§ **EXERCISE AIM**
Can you copy every one of the items below word for word, with each line unchanged?

══════

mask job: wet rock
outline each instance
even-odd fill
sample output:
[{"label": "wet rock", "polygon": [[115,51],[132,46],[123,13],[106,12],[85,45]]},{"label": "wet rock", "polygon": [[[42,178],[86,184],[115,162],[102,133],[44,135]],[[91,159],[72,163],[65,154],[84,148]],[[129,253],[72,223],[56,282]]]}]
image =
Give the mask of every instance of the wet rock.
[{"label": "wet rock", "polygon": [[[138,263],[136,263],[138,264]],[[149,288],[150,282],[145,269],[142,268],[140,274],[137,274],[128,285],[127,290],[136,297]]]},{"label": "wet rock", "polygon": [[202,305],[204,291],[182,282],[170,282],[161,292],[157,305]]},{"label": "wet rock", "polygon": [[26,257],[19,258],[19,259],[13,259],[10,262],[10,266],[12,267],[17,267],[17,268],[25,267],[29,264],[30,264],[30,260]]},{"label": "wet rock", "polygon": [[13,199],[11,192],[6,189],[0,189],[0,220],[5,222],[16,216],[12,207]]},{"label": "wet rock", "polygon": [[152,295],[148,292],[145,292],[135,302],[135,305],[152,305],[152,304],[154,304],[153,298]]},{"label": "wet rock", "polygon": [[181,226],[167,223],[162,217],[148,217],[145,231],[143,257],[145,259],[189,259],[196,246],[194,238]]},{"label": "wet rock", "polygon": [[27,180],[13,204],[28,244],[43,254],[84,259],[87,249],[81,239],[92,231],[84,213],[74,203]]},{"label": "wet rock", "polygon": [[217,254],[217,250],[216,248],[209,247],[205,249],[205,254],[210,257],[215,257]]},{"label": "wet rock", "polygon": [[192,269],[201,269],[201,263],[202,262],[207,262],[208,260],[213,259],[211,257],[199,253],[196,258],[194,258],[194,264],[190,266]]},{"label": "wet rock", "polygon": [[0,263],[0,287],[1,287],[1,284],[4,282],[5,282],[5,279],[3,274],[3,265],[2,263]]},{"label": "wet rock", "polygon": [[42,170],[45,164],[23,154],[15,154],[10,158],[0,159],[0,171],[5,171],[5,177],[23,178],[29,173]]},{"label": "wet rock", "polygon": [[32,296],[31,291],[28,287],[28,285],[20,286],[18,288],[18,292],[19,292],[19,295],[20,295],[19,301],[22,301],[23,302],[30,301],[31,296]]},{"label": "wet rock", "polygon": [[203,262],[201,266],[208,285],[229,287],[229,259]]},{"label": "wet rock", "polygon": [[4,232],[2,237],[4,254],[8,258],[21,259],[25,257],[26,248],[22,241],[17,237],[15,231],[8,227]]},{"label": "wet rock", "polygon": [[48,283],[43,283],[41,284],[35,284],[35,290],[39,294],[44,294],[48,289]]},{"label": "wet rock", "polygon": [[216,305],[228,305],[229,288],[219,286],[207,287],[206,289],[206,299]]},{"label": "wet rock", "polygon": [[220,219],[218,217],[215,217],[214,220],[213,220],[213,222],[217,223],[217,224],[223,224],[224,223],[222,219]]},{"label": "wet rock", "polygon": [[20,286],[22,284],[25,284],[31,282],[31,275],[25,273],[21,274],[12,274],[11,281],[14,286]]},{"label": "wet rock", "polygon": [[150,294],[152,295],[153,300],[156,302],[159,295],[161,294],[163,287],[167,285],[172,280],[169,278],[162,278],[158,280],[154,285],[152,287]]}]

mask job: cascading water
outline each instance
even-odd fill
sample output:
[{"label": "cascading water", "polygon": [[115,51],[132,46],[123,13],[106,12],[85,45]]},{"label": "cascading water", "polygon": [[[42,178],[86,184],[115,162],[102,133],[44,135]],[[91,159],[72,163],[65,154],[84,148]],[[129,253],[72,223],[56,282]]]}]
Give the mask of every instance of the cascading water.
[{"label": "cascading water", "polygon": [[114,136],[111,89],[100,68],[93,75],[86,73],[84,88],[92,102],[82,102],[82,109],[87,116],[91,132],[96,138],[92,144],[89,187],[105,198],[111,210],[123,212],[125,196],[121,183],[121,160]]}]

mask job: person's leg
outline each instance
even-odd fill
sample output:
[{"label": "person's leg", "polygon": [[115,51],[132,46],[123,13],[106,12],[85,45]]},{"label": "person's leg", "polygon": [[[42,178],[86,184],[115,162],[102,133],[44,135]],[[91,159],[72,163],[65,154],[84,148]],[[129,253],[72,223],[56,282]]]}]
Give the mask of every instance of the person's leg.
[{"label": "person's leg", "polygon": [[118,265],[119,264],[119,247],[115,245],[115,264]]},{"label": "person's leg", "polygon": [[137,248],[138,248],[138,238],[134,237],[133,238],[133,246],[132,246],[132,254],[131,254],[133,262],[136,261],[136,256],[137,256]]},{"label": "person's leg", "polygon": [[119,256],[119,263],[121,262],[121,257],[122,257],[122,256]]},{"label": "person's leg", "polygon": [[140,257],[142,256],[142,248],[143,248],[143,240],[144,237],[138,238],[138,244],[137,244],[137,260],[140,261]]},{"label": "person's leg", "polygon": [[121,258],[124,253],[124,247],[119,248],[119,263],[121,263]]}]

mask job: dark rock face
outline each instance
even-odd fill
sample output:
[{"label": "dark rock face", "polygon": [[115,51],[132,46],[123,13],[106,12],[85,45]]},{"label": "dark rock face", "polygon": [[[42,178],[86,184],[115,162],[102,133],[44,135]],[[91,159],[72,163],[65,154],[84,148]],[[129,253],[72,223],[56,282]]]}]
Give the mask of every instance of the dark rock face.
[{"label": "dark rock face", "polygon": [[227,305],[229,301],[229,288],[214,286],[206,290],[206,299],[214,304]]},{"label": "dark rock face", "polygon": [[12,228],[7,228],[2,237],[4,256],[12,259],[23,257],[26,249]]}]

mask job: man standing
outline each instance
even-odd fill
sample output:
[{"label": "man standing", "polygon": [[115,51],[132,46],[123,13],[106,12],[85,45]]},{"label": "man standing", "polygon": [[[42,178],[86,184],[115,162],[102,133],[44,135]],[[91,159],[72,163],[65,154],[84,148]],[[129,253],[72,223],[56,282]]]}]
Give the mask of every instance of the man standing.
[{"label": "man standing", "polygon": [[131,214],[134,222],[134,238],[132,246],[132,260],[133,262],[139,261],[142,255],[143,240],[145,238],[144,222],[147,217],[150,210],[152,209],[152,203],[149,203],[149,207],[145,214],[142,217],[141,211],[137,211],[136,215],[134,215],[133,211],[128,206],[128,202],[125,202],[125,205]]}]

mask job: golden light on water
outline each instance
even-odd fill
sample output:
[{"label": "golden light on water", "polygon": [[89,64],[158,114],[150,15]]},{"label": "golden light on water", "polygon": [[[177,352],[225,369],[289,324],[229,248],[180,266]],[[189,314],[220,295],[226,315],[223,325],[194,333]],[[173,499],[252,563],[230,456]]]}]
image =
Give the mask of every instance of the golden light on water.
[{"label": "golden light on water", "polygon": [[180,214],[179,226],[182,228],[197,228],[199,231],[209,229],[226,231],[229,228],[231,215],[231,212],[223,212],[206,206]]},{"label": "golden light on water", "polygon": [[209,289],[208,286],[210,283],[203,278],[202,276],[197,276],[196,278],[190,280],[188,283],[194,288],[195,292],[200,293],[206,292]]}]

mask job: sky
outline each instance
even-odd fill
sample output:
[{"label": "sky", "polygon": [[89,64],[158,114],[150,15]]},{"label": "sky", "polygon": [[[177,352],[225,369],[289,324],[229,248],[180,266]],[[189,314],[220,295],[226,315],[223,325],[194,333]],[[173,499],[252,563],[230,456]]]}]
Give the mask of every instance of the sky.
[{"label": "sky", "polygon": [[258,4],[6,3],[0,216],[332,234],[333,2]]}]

══════

§ **SOLUTION TO THIS EXERCISE**
mask job: wet rock
outline each instance
even-odd fill
sample output:
[{"label": "wet rock", "polygon": [[115,51],[132,46],[123,13],[106,12],[85,45]]},{"label": "wet rock", "polygon": [[[42,178],[86,184],[115,162],[102,133],[44,135]],[[91,159],[72,163],[65,154],[84,148]],[[129,253],[72,223],[56,282]]]}]
image =
Give the mask of every instance of the wet rock.
[{"label": "wet rock", "polygon": [[[138,263],[136,263],[138,264]],[[149,288],[150,282],[145,269],[142,268],[140,274],[137,274],[128,285],[127,290],[136,297]]]},{"label": "wet rock", "polygon": [[202,305],[204,291],[182,282],[170,282],[161,292],[157,305]]},{"label": "wet rock", "polygon": [[26,257],[19,258],[19,259],[13,259],[10,262],[10,266],[12,267],[17,267],[17,268],[25,267],[29,264],[30,264],[30,260]]},{"label": "wet rock", "polygon": [[13,199],[11,192],[6,189],[0,189],[0,220],[5,222],[16,216],[12,207]]},{"label": "wet rock", "polygon": [[152,295],[148,292],[145,292],[135,302],[135,305],[152,305],[152,304],[154,304],[153,298]]},{"label": "wet rock", "polygon": [[181,226],[167,223],[162,217],[148,217],[145,231],[143,257],[145,259],[189,259],[196,246],[194,238]]},{"label": "wet rock", "polygon": [[27,180],[13,204],[28,244],[43,254],[84,259],[87,249],[81,239],[92,231],[84,213],[74,203]]},{"label": "wet rock", "polygon": [[217,254],[217,250],[216,248],[209,247],[205,249],[205,254],[210,257],[215,257]]},{"label": "wet rock", "polygon": [[192,269],[201,269],[201,263],[202,262],[207,262],[208,260],[213,259],[211,257],[199,253],[196,258],[194,258],[194,264],[190,266]]},{"label": "wet rock", "polygon": [[0,263],[0,287],[1,287],[1,284],[4,282],[5,282],[5,279],[3,274],[3,265],[2,263]]},{"label": "wet rock", "polygon": [[42,170],[45,164],[23,154],[15,154],[10,158],[0,159],[0,171],[5,171],[5,177],[23,178],[29,173]]},{"label": "wet rock", "polygon": [[32,296],[31,291],[28,287],[28,285],[20,286],[18,288],[18,292],[19,292],[19,295],[20,295],[19,301],[22,301],[23,302],[30,301],[31,296]]},{"label": "wet rock", "polygon": [[203,262],[201,266],[208,285],[229,287],[229,259]]},{"label": "wet rock", "polygon": [[4,232],[2,237],[4,254],[8,258],[21,259],[25,257],[26,248],[22,241],[17,237],[15,231],[8,227]]},{"label": "wet rock", "polygon": [[48,283],[43,283],[41,284],[35,284],[35,290],[39,294],[44,294],[48,289]]},{"label": "wet rock", "polygon": [[216,305],[228,305],[229,288],[219,286],[207,287],[206,289],[206,299]]},{"label": "wet rock", "polygon": [[220,219],[218,217],[215,217],[214,220],[213,220],[213,222],[217,223],[217,224],[223,224],[224,223],[222,219]]},{"label": "wet rock", "polygon": [[20,286],[22,284],[25,284],[31,282],[31,275],[25,273],[21,274],[12,274],[11,281],[14,286]]},{"label": "wet rock", "polygon": [[150,294],[152,295],[153,300],[156,302],[159,295],[161,294],[163,287],[167,285],[172,280],[169,278],[162,278],[158,280],[154,285],[152,287]]}]

mask job: cascading water
outline each instance
even-odd fill
sample output:
[{"label": "cascading water", "polygon": [[115,51],[132,46],[123,13],[106,12],[85,45]]},{"label": "cascading water", "polygon": [[[42,178],[86,184],[115,162],[102,133],[44,135]],[[91,159],[72,163],[65,154],[84,148]],[[129,253],[72,223],[56,282]]]}]
Give the mask of every instance of the cascading water.
[{"label": "cascading water", "polygon": [[114,136],[111,89],[100,68],[93,75],[86,73],[84,88],[92,102],[82,102],[82,109],[87,116],[91,132],[96,138],[92,144],[89,187],[105,198],[111,210],[123,212],[125,196],[121,183],[121,160]]}]

mask job: person's leg
outline each instance
even-odd fill
sample output:
[{"label": "person's leg", "polygon": [[115,51],[132,46],[123,13],[106,12],[85,45]]},{"label": "person's leg", "polygon": [[[42,178],[86,184],[115,162],[102,133],[44,135]],[[91,159],[72,163],[65,154],[84,148]],[[129,253],[72,223],[56,282]]]}]
Give the mask of every instance of the person's leg.
[{"label": "person's leg", "polygon": [[118,265],[119,264],[119,247],[115,245],[115,264]]},{"label": "person's leg", "polygon": [[137,248],[138,248],[138,238],[134,237],[133,238],[133,246],[132,246],[132,254],[131,254],[133,262],[136,261],[136,256],[137,256]]},{"label": "person's leg", "polygon": [[119,256],[119,263],[121,262],[121,257],[122,257],[122,256]]},{"label": "person's leg", "polygon": [[140,257],[142,256],[142,248],[143,248],[143,240],[144,237],[138,238],[138,244],[137,244],[137,260],[140,261]]},{"label": "person's leg", "polygon": [[121,258],[124,253],[124,247],[119,248],[119,263],[121,263]]}]

mask job: dark rock face
outline each instance
even-odd fill
sample output:
[{"label": "dark rock face", "polygon": [[115,51],[132,46],[123,13],[106,12],[85,45]]},{"label": "dark rock face", "polygon": [[[42,178],[86,184],[115,162],[102,133],[44,135]],[[91,159],[72,163],[65,154],[84,148]],[[129,253],[72,223],[56,282]]]}]
Give the mask of every instance of the dark rock face.
[{"label": "dark rock face", "polygon": [[227,305],[229,301],[229,288],[214,286],[206,290],[206,299],[214,304]]},{"label": "dark rock face", "polygon": [[12,228],[7,228],[2,237],[4,256],[12,259],[23,257],[26,249]]}]

mask job: man standing
outline each instance
even-odd fill
sample output:
[{"label": "man standing", "polygon": [[115,51],[132,46],[123,13],[106,12],[85,45]]},{"label": "man standing", "polygon": [[[42,178],[86,184],[115,162],[102,133],[44,135]],[[91,159],[72,163],[65,154],[84,148]],[[129,253],[72,223],[56,282]]]}]
Give the mask of every instance of the man standing.
[{"label": "man standing", "polygon": [[131,214],[134,222],[134,238],[132,246],[132,260],[133,262],[139,261],[142,255],[143,240],[145,238],[144,222],[147,217],[150,210],[152,209],[152,203],[149,203],[149,207],[145,214],[142,217],[141,211],[137,211],[136,215],[134,215],[133,211],[128,206],[128,202],[125,202],[125,205]]}]

mask job: golden light on water
outline each instance
even-odd fill
sample output:
[{"label": "golden light on water", "polygon": [[89,64],[158,114],[150,15]]},{"label": "golden light on water", "polygon": [[[177,352],[225,369],[289,324],[229,248],[180,266]],[[189,314],[220,295],[226,315],[223,325],[194,333]],[[173,499],[252,563],[230,456]]]}]
image =
Give the mask of every instance of the golden light on water.
[{"label": "golden light on water", "polygon": [[180,214],[179,226],[182,228],[197,228],[199,231],[209,229],[226,231],[229,228],[231,215],[231,212],[223,212],[206,206]]},{"label": "golden light on water", "polygon": [[209,289],[208,286],[210,283],[203,278],[202,276],[197,276],[196,278],[190,280],[188,283],[194,288],[195,292],[200,293],[206,292]]}]

mask job: sky
outline each instance
even-odd fill
sample output:
[{"label": "sky", "polygon": [[89,64],[158,114],[150,15]]},{"label": "sky", "polygon": [[[177,352],[225,369],[289,324],[229,248],[180,266]],[[189,314],[220,295],[226,315],[223,325],[194,333]],[[173,499],[252,563],[230,456]]]}]
Give the mask of every instance of the sky.
[{"label": "sky", "polygon": [[258,4],[6,3],[0,216],[332,234],[333,2]]}]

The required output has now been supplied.